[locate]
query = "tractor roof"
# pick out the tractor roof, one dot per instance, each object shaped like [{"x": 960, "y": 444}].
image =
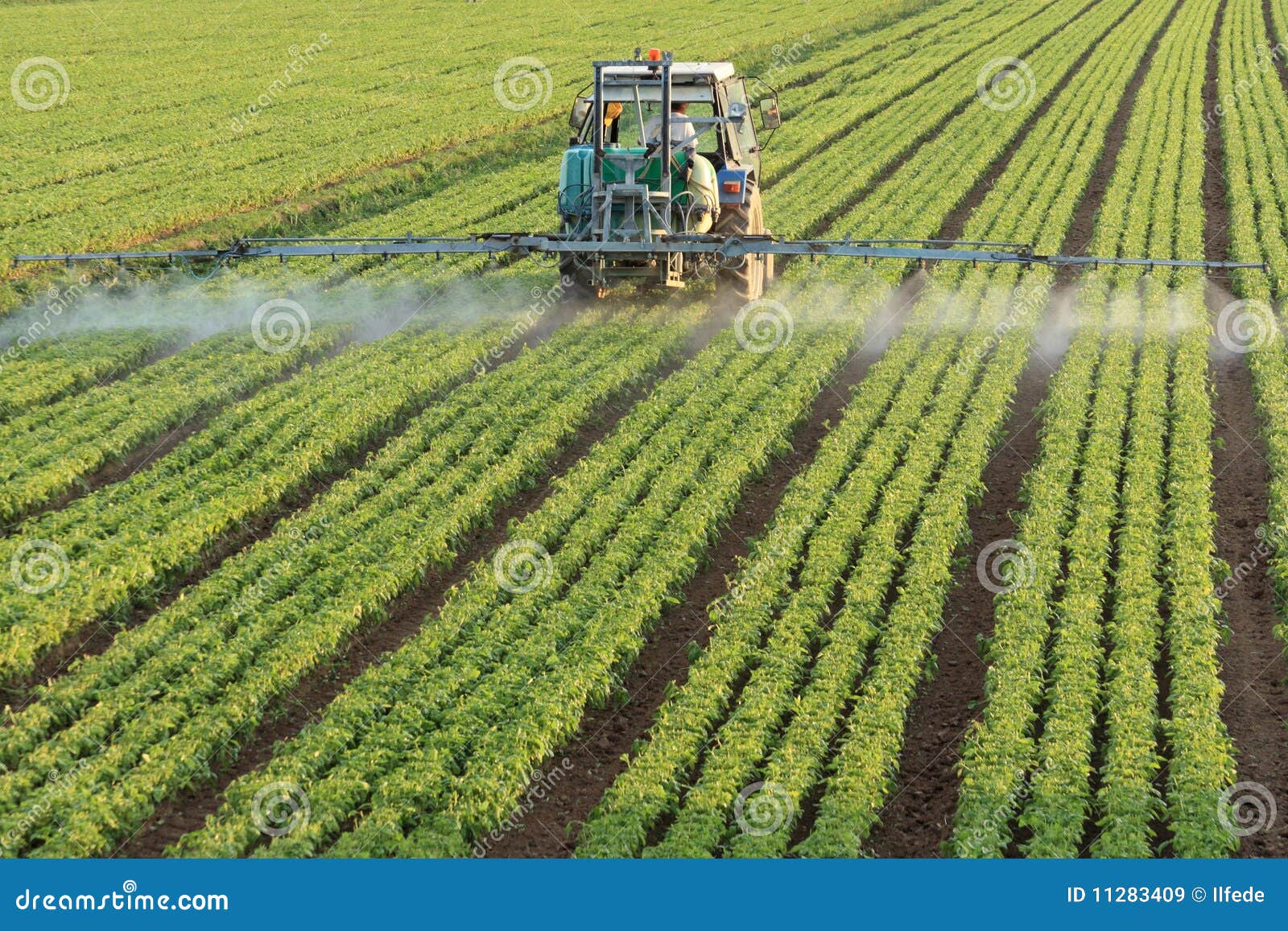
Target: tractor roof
[{"x": 680, "y": 71}]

• Problem statement:
Rewrite the listing above with "cab roof" substituted for each occurrence of "tractor roof" and all other text left unchanged. Omit the picture from your output.

• Written response:
[locate]
query = "cab roof"
# pick out the cab roof, one dot per instance, each object shaped like [{"x": 960, "y": 444}].
image =
Target: cab roof
[{"x": 680, "y": 71}]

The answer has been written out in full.